§ **Passage given**
● ● ● ● ● ● ●

The president of the international Society for Phytolith Research, Ball says his field has important archaeological applications. Phytoliths have been found on stone tools that were used to process vegetation, in ceramic vessels used for storing harvests, and even in the tooth tartar of plant-eating animals. Properly identified, the microfossils could provide clues about ancient plant life and climates, trade between ancient peoples, and the eating patterns of past cultures.

Though they were discovered in the 19th century, academic study of these microfossils is just now gaining momentum. Until recently, Ball explains, researchers relied on light microscopy and simple measurements to identify phytoliths. Consequently, they struggled to distinguish between phytoliths produced by closely related species such as wheat and barley.

Ball has developed a more reliable method for identifying phytoliths. With Wilford M. Hess and John S. Gardner of BYU’s Botany and Range Science Department, he has pioneered the use of electron microscopy, computer-aided imaging, and statistical analysis in phytolith research.

● ● ● ● ● ● ●

(Entries for locating named things)

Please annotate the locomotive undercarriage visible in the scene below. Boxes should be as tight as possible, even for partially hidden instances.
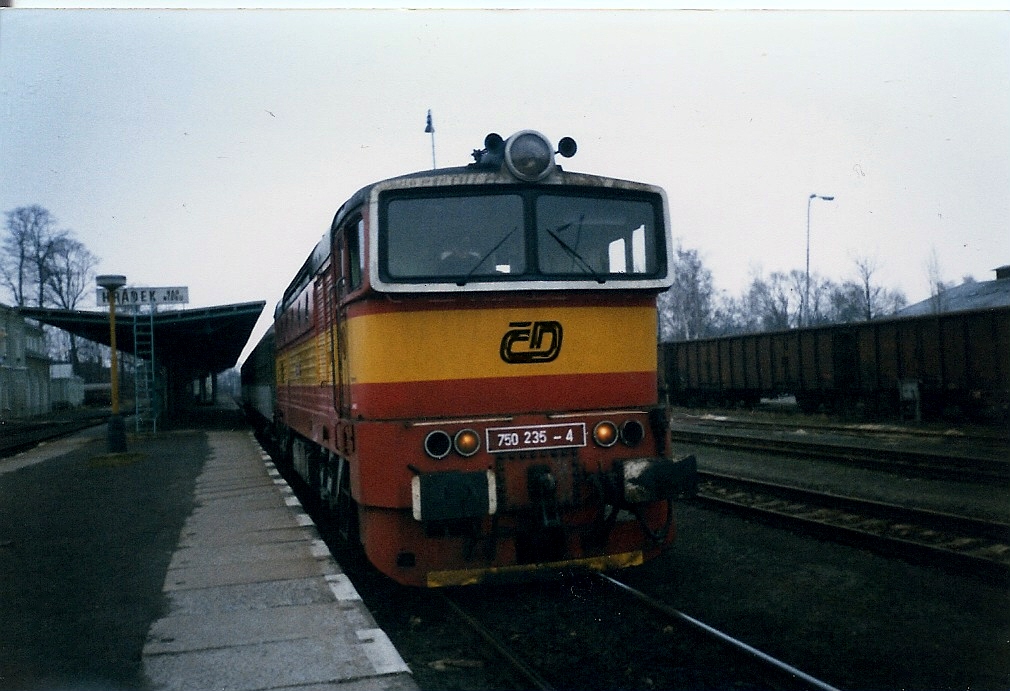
[282,420,696,585]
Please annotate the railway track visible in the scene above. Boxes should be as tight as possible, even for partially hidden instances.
[672,426,1010,483]
[438,573,835,691]
[697,471,1010,583]
[0,413,109,459]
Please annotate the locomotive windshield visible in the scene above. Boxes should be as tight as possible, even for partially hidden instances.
[379,188,667,285]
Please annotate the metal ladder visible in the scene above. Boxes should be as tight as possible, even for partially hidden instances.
[133,305,159,434]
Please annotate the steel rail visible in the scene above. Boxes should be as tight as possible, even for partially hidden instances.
[671,427,1010,482]
[438,591,554,691]
[596,573,838,691]
[696,471,1010,583]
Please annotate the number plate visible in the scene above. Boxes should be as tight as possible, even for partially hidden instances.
[487,422,586,454]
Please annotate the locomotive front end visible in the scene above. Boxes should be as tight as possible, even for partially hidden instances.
[335,130,695,587]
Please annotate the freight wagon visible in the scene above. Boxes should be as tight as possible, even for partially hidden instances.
[661,307,1010,419]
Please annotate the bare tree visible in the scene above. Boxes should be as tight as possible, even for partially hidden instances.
[47,236,98,371]
[743,270,804,331]
[660,248,715,340]
[926,248,950,314]
[831,257,907,322]
[0,204,68,307]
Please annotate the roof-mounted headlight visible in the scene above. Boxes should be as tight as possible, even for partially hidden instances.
[505,129,554,182]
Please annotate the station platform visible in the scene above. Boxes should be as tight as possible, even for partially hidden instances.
[0,404,417,691]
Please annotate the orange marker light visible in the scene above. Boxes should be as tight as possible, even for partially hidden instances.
[593,420,617,448]
[452,429,481,457]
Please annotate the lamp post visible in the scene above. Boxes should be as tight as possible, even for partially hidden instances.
[800,194,834,326]
[95,275,126,454]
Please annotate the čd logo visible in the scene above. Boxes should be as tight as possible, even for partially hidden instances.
[499,321,562,365]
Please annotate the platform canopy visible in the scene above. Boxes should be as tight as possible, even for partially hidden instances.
[18,301,267,379]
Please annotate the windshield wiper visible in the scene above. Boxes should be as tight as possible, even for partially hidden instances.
[456,225,519,286]
[543,218,607,283]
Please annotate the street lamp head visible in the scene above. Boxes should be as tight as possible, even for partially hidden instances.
[95,274,126,290]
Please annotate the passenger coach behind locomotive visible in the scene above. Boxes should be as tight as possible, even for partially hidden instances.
[243,130,694,587]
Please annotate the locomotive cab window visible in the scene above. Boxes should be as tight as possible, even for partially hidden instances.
[385,195,525,281]
[536,195,663,278]
[379,187,666,285]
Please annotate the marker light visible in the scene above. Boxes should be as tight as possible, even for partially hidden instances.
[593,420,617,448]
[505,129,554,182]
[452,429,481,456]
[424,429,452,459]
[621,420,645,447]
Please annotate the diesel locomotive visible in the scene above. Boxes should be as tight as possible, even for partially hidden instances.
[242,130,695,587]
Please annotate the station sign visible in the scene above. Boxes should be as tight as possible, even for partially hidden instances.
[97,286,189,307]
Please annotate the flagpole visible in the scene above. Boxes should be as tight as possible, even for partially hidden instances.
[424,108,437,170]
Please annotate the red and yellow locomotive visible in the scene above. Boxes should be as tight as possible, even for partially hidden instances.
[243,130,694,587]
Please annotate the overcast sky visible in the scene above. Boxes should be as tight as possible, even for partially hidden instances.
[0,3,1010,359]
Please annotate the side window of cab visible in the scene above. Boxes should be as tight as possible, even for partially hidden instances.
[336,216,365,293]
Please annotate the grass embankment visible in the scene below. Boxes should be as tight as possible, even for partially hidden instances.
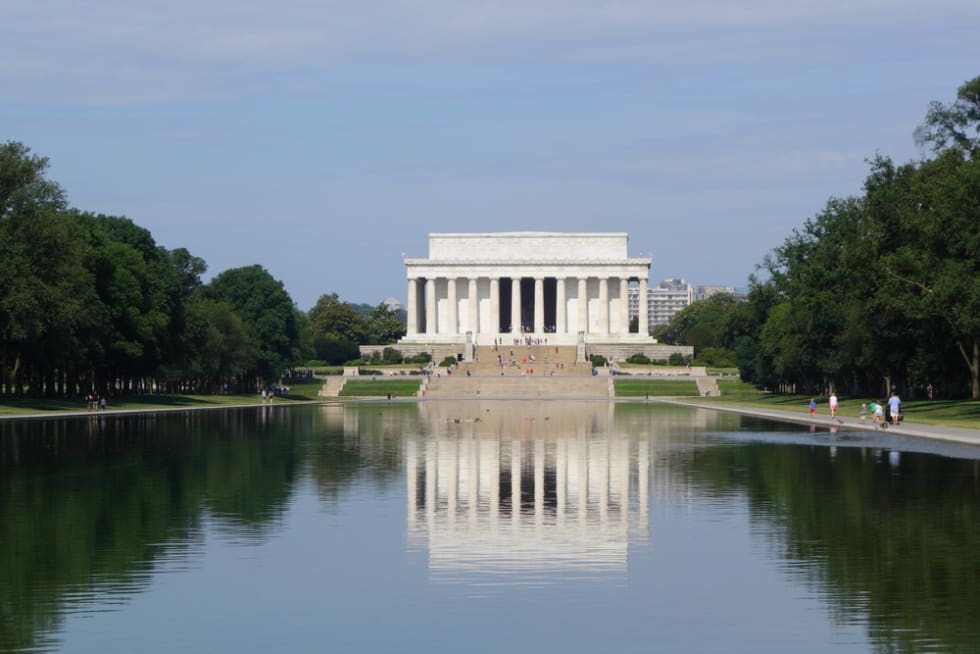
[340,377,422,397]
[0,379,323,416]
[614,378,698,397]
[704,379,980,429]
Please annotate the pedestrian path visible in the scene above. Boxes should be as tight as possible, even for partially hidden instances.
[658,399,980,446]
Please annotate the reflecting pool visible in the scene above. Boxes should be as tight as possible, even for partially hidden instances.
[0,401,980,653]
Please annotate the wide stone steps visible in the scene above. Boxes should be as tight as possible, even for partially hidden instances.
[453,345,592,377]
[423,373,613,400]
[319,375,347,397]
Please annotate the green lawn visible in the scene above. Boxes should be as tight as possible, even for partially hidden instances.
[615,378,698,397]
[702,379,980,429]
[340,377,422,397]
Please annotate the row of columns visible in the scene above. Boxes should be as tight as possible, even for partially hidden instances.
[407,277,648,336]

● ● ● ● ● ● ●

§ **Your tasks**
1. Extract everything in the phytolith passage from "Though they were" down to "wheat and barley.", copying it word for word.
2. Extend the phytolith passage by continuing it past its final sentence.
The records have no connection to the phytolith passage.

§ **Response list**
1.
Though they were discovered in the 19th century, academic study of these microfossils is just now gaining momentum. Until recently, Ball explains, researchers relied on light microscopy and simple measurements to identify phytoliths. Consequently, they struggled to distinguish between phytoliths produced by closely related species such as wheat and barley.

2.
“We’re getting about 95 percent correct classification with all of the tests we’re doing,” Ball says. “We’ve found our greatest success with identifying Old World grasses like wheat and barley.”

The majority of current phytolith research focuses on grasses because “archaeologically, grasses are especially significant,” Ball explains. “Grasses feed the world.” He and his colleagues are working to catalog the phytoliths from major grains like wheat, barley, rice, and oats. Once complete, their database will help other researchers identify unknown phytoliths. They have also developed a method for analyzing the phytoliths in ancient food residues.

To assess the usefulness of phytoliths in archaeology, the Chicago Field Museum recently sent Ball’s team a test—samples of food residue from two ancient pots—and asked them to determine which pot was from Peru and which came from Iraq. By studying phytoliths from the residue, they found that one pot had held corn, which tied it to America. The other had held einkorn wheat—the most ancient domesticated wheat—which linked it with Iraq.

A former LDS seminary teacher, Ball conducted his doctoral research in archaeobotany with an emphasis in the Holy Land, and he still has research ties to the Near East. In 1999 he collected phyto-liths from the area of Oman believed to be Nephi’s Book of Mormon Bountiful, and he is now analyzing food residues from ceramics unearthed at Tel Kadesh in northwestern Israel and near Antioch in present-day Turkey.